■ GIVEN TEXT
....

3.7.1 `generalCorr:` Countries NOT to show `rdgpe` causes `ctfp`

gc[gc_causality=="ctfp", unique(country)]

##  [1] "Argentina"                        "Australia"                       
##  [3] "Bolivia (Plurinational State of)" "Ecuador"                         
##  [5] "Guatemala"                        "Ireland"                         
##  [7] "Italy"                            "Kuwait"                          
##  [9] "Sri Lanka"                        "Netherlands"                     
## [11] "Trinidad and Tobago"              "Uruguay"

So if theoretically rgdpe causes ctfp, and 2 of the state of the art methodologies agree, then what causes rdgpe???

4 Finding Other Causative Variables

Reviewing the literature may offer some ability to narrow down this search based on economic theory.

4.1 Hall and Jones (1999)

Output per worker varies enormously across countries. Why? On an accounting basis our analysis shows that differences in physical capital and educational attainment can only partially explain the variation in output per worker. They find a large amount of variation in the level of the Solow residual across countries. At a deeper level, we document that the differences in capital accumulation, productivity, and therefore output per worker are driven by differences in institutions and government policies, which we call social infrastructure. We treat social infrastructure as endogenous, determined historically by location and other factors captured in part by language.

We can cluster the rdgpe by location, or latitude, and test to see if there are statistically significant differences in the distributions of the average member nation. We will cluster the countries by latitude and then transform rdgpe to a growth rate for normalization across countries.

4.1.1 Step 6: Incorporate Longitudinal Data

capitals <- read.csv(file = "tables.csv", sep = ",")

capitals$Longitude <- as.numeric(gsub("[NE]$", "",gsub("^(.*)[WS]$", "-\\1", capitals$Longitude)))
capitals$Latitude <- as.numeric(gsub("[NE]$", "",gsub("^(.*)[WS]$", "-\\1", capitals$Latitude)))

country_list <- sort(unique(pwt[country%in%capitals$Country,]$country))

....

■ MATERIAL SHOWN
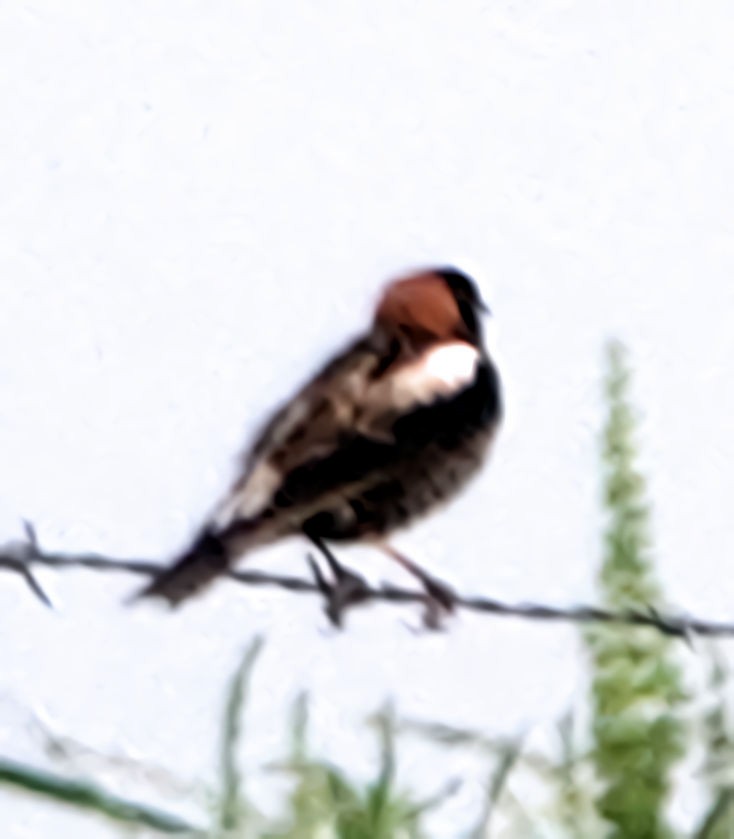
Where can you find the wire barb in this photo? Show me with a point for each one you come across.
(21, 557)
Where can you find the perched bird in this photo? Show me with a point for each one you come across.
(391, 427)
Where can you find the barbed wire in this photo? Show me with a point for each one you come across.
(21, 557)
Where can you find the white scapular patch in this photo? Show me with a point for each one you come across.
(442, 371)
(250, 499)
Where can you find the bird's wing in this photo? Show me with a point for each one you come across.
(353, 401)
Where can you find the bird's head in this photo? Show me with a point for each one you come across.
(439, 304)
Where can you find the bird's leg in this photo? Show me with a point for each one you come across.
(439, 593)
(347, 589)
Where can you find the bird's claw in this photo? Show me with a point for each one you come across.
(440, 601)
(348, 589)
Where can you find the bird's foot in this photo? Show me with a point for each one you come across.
(440, 600)
(346, 590)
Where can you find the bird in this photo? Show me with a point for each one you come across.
(389, 429)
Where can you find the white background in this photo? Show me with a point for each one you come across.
(200, 201)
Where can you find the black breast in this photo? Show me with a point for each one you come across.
(369, 487)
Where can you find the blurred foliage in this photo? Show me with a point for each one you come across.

....

■ THE TASKS
(A) Translate the sentence "Output per worker varies enormously across countries." from the growth-causality text into Spanish.
(B) Answer these questions using the growth-causality text.
(i) How many countries are listed as not showing that rdgpe causes ctfp?
(ii) What name is given to differences in institutions and government policies?
(iii) Which file is read into capitals?
(C) Output the passage of the growth-causality text starting at "4.1 Hall and" and ending at "part by language.".

■ SOLUTIONS BELOW
(A) La producción por trabajador varía enormemente entre países.

(B)
(i) Twelve.
(ii) Social infrastructure.
(iii) tables.csv

(C)
4.1 Hall and Jones (1999)

Output per worker varies enormously across countries. Why? On an accounting basis our analysis shows that differences in physical capital and educational attainment can only partially explain the variation in output per worker. They find a large amount of variation in the level of the Solow residual across countries. At a deeper level, we document that the differences in capital accumulation, productivity, and therefore output per worker are driven by differences in institutions and government policies, which we call social infrastructure. We treat social infrastructure as endogenous, determined historically by location and other factors captured in part by language.